(Data items)
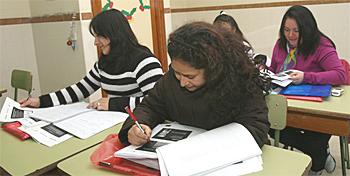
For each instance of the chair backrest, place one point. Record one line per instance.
(21, 79)
(277, 105)
(347, 70)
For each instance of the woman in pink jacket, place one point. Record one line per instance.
(314, 59)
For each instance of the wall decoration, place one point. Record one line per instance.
(142, 7)
(72, 37)
(127, 14)
(108, 5)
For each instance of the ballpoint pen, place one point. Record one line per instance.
(30, 94)
(127, 109)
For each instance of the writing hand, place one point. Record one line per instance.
(297, 77)
(30, 102)
(136, 137)
(101, 104)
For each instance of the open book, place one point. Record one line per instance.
(227, 150)
(53, 125)
(162, 134)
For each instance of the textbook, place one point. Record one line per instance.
(226, 150)
(51, 126)
(162, 134)
(307, 90)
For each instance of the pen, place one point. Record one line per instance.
(127, 109)
(30, 94)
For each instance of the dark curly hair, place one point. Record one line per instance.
(227, 70)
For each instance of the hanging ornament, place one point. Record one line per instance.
(108, 5)
(72, 38)
(127, 14)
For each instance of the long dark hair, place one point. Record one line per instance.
(112, 24)
(227, 70)
(309, 34)
(224, 18)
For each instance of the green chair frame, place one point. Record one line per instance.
(21, 79)
(277, 105)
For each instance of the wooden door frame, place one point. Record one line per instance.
(158, 28)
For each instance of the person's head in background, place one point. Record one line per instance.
(299, 30)
(203, 57)
(227, 22)
(112, 32)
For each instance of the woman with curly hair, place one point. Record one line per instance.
(211, 83)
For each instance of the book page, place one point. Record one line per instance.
(209, 151)
(59, 113)
(90, 123)
(162, 134)
(11, 111)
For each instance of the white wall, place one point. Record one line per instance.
(260, 25)
(40, 47)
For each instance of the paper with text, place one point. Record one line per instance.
(208, 152)
(87, 124)
(59, 113)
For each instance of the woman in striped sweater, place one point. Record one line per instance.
(126, 69)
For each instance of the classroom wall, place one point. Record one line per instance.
(16, 46)
(140, 22)
(260, 25)
(40, 47)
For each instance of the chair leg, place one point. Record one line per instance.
(343, 152)
(16, 93)
(277, 138)
(346, 144)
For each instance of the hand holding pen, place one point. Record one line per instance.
(138, 134)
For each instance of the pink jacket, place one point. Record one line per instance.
(321, 67)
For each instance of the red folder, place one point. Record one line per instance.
(307, 98)
(12, 128)
(103, 157)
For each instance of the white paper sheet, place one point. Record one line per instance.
(150, 158)
(10, 105)
(90, 123)
(39, 134)
(59, 113)
(209, 151)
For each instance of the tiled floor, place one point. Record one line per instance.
(335, 151)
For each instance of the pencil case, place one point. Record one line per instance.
(103, 157)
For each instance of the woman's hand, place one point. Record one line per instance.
(136, 137)
(101, 104)
(297, 77)
(30, 102)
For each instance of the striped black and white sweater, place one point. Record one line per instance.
(125, 82)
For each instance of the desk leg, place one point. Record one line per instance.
(343, 157)
(347, 152)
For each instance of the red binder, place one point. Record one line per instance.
(103, 157)
(12, 128)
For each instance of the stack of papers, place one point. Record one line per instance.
(227, 150)
(281, 79)
(162, 134)
(51, 126)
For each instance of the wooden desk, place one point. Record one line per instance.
(26, 157)
(276, 161)
(2, 91)
(332, 116)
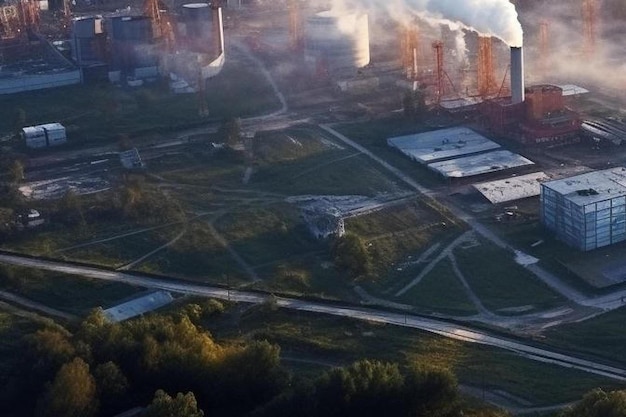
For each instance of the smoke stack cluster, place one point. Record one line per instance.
(517, 75)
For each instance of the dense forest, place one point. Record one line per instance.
(172, 367)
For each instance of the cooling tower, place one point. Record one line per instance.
(337, 41)
(517, 75)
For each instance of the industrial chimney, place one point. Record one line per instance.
(517, 75)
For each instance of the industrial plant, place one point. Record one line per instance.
(446, 180)
(44, 48)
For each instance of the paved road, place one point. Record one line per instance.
(440, 327)
(607, 302)
(34, 305)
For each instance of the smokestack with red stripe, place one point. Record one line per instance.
(517, 75)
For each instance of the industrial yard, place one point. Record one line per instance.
(233, 149)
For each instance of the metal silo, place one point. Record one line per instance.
(337, 41)
(87, 40)
(132, 46)
(196, 27)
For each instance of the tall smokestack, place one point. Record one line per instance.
(517, 75)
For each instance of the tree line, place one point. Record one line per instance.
(170, 365)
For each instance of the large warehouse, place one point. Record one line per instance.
(587, 211)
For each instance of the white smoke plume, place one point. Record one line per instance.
(497, 18)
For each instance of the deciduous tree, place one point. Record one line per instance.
(71, 394)
(183, 405)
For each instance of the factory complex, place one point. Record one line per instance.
(485, 106)
(587, 211)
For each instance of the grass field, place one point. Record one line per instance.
(69, 293)
(580, 269)
(331, 340)
(602, 336)
(118, 252)
(12, 328)
(440, 291)
(97, 113)
(396, 235)
(502, 284)
(373, 135)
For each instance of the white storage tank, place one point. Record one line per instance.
(42, 136)
(337, 41)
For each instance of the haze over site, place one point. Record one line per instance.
(497, 18)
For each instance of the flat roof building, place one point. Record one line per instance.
(439, 145)
(586, 211)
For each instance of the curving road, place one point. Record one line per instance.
(440, 327)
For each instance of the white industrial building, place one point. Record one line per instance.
(512, 188)
(43, 136)
(439, 145)
(587, 211)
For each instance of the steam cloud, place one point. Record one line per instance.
(497, 18)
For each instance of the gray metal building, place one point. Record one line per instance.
(587, 211)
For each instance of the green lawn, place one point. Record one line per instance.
(97, 113)
(374, 134)
(118, 252)
(440, 291)
(334, 340)
(500, 282)
(399, 234)
(69, 293)
(196, 256)
(602, 336)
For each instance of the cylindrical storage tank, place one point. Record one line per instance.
(543, 100)
(84, 27)
(85, 39)
(340, 41)
(517, 75)
(197, 21)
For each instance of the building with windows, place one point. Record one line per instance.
(587, 211)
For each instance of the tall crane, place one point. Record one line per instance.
(544, 48)
(590, 23)
(438, 48)
(295, 25)
(486, 70)
(410, 49)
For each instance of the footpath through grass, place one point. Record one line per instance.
(329, 340)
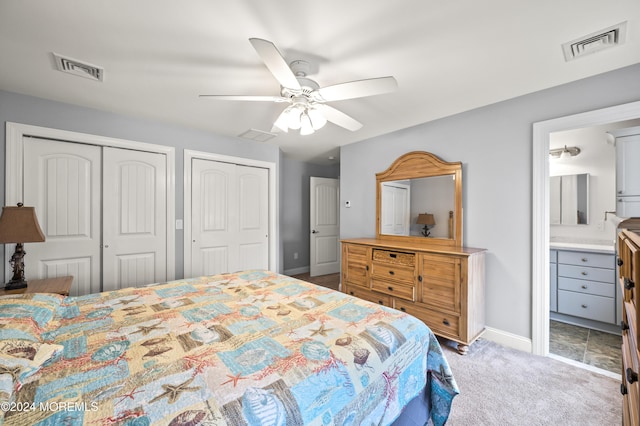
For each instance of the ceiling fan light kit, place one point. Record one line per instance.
(308, 111)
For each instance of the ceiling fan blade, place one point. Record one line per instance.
(338, 117)
(276, 63)
(246, 98)
(358, 89)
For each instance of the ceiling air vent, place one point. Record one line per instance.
(257, 135)
(595, 42)
(81, 69)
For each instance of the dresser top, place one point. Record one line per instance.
(400, 245)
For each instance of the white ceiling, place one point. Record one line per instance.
(159, 55)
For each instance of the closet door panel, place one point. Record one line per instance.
(135, 218)
(62, 181)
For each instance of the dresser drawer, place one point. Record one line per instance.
(442, 324)
(597, 260)
(588, 287)
(587, 273)
(597, 308)
(404, 291)
(380, 299)
(394, 257)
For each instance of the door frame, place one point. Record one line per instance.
(190, 155)
(15, 132)
(540, 208)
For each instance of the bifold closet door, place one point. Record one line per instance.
(134, 235)
(103, 213)
(63, 182)
(229, 217)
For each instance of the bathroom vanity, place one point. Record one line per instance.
(583, 285)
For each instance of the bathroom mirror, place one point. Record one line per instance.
(569, 199)
(419, 198)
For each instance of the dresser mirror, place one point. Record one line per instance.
(419, 198)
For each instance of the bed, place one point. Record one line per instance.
(248, 348)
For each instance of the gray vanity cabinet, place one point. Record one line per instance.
(553, 280)
(586, 285)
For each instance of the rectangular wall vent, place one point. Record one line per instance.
(257, 135)
(81, 69)
(595, 42)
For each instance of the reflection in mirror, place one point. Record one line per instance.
(569, 199)
(403, 201)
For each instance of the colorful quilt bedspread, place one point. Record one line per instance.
(249, 348)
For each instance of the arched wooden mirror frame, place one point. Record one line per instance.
(420, 164)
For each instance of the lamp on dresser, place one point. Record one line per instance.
(19, 224)
(427, 220)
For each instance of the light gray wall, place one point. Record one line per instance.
(40, 112)
(494, 144)
(294, 217)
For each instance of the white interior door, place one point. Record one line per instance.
(324, 218)
(135, 218)
(62, 181)
(229, 223)
(395, 208)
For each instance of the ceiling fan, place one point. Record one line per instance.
(307, 109)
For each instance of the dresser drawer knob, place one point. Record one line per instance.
(628, 284)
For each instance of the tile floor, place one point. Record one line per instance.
(585, 345)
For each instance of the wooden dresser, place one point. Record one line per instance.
(629, 277)
(444, 287)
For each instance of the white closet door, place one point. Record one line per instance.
(229, 217)
(253, 215)
(62, 181)
(135, 218)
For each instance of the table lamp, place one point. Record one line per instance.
(19, 225)
(427, 220)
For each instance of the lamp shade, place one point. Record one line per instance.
(426, 219)
(19, 224)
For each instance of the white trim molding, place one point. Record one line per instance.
(15, 134)
(189, 156)
(540, 205)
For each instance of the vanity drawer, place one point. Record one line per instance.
(598, 260)
(440, 323)
(383, 271)
(394, 257)
(587, 273)
(597, 308)
(587, 287)
(395, 289)
(380, 299)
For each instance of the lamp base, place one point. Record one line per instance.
(15, 285)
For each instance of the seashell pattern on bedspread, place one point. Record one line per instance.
(248, 348)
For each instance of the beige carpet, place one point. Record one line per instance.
(502, 386)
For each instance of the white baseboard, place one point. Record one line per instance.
(296, 271)
(509, 340)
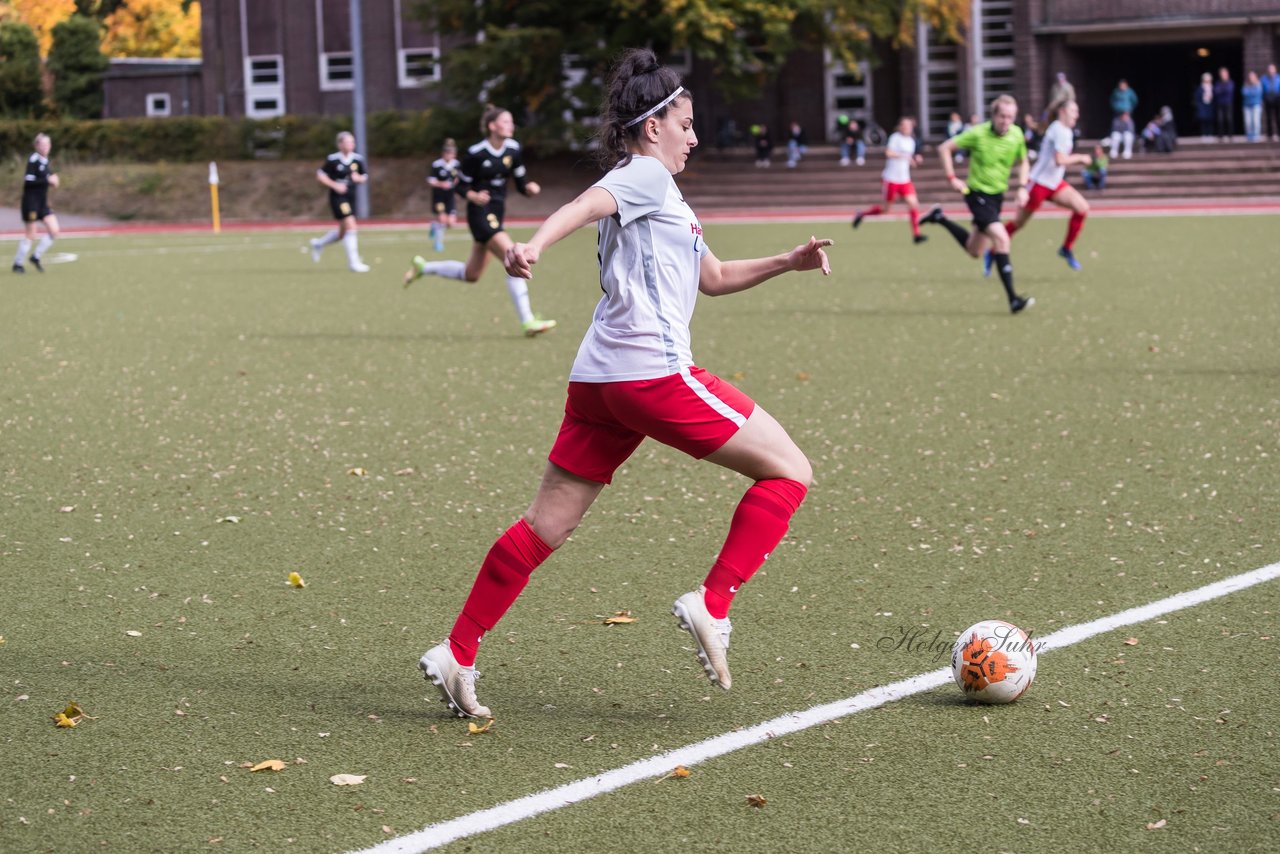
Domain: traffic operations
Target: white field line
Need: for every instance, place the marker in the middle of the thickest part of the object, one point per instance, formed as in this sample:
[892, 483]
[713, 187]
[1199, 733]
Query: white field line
[551, 799]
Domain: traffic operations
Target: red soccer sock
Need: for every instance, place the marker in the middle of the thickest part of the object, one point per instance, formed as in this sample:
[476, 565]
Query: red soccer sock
[502, 576]
[1073, 229]
[759, 524]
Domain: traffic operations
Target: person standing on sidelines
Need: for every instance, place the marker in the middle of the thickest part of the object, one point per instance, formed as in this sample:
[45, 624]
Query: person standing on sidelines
[900, 154]
[1048, 181]
[339, 172]
[995, 147]
[635, 377]
[35, 206]
[483, 182]
[444, 181]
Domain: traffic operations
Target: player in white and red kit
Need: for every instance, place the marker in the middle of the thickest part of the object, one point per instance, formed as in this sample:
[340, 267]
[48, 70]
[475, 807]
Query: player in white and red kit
[1048, 179]
[900, 153]
[635, 377]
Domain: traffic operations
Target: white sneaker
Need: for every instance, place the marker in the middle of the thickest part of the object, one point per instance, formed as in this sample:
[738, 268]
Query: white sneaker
[709, 633]
[457, 684]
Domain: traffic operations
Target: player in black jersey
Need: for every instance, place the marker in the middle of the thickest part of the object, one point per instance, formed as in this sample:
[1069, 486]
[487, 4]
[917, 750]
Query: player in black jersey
[444, 181]
[35, 205]
[339, 170]
[483, 182]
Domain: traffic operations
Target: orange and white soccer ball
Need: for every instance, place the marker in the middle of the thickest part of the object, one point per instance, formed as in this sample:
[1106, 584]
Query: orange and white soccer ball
[993, 662]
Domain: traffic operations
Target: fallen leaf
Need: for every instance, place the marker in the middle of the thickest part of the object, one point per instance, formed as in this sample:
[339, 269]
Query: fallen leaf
[347, 779]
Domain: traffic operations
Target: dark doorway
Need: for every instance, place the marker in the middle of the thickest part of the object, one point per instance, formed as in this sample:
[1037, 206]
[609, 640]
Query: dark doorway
[1161, 74]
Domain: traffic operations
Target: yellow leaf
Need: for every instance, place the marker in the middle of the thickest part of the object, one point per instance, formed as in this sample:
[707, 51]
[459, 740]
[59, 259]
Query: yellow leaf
[347, 779]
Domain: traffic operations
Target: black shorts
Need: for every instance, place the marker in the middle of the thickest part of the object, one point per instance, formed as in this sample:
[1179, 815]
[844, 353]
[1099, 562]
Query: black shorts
[33, 209]
[984, 208]
[342, 205]
[485, 220]
[444, 201]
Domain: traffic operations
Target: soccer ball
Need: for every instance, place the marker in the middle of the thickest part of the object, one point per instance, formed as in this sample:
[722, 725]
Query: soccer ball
[993, 662]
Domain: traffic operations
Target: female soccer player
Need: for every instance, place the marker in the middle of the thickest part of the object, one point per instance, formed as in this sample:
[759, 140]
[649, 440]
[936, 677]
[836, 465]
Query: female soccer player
[635, 377]
[483, 181]
[444, 179]
[35, 205]
[339, 172]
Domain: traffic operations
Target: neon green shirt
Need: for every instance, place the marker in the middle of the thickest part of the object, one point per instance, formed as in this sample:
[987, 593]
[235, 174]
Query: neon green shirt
[991, 158]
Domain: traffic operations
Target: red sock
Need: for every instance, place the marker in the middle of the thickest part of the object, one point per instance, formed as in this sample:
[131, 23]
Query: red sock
[502, 576]
[759, 524]
[1073, 229]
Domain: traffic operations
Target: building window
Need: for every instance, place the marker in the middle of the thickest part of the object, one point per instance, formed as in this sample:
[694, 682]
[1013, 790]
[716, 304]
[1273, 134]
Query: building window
[419, 65]
[337, 72]
[264, 86]
[158, 104]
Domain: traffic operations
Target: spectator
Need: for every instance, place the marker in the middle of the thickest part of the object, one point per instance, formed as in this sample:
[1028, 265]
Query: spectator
[763, 146]
[1251, 95]
[1096, 173]
[1224, 105]
[798, 145]
[1203, 103]
[1271, 101]
[1123, 100]
[1121, 132]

The problem => Write out only the lines that run from the line containing "Target: player in white and red kit" through the line containing "Target: fallen leaf", both included, exactly as they appear above.

Solution for this task =>
Target: player in white and red kit
Need: for every instance, place the marker in the middle of the thickest part of the object, one point per instance, formed as in this sample:
[340, 267]
[48, 70]
[475, 807]
Query: player in white and red kit
[1048, 179]
[900, 153]
[635, 377]
Domain: traffic operations
Target: white sneaker
Need: for every instance, place the marker in the middle of the thickest part of the object, one point per instance, formed as in this sample:
[738, 268]
Query: white sneaker
[709, 633]
[457, 684]
Domain: traffic operations
Target: player in black jersey
Need: for every instance, place the marker in the middle of the thickest part of the object, one point per instance, formed as in this sample:
[1069, 486]
[487, 4]
[917, 750]
Query: player in black jersey
[444, 181]
[35, 205]
[339, 170]
[483, 182]
Domain: traffic operations
Target: orange and white soccer ball
Need: for every instance, place the marker in the middle of the thickest part of the object, one point per instance, formed as in this sample:
[1106, 584]
Query: orange and white soccer ball
[993, 662]
Domain: traffic operations
Target: fallen leaf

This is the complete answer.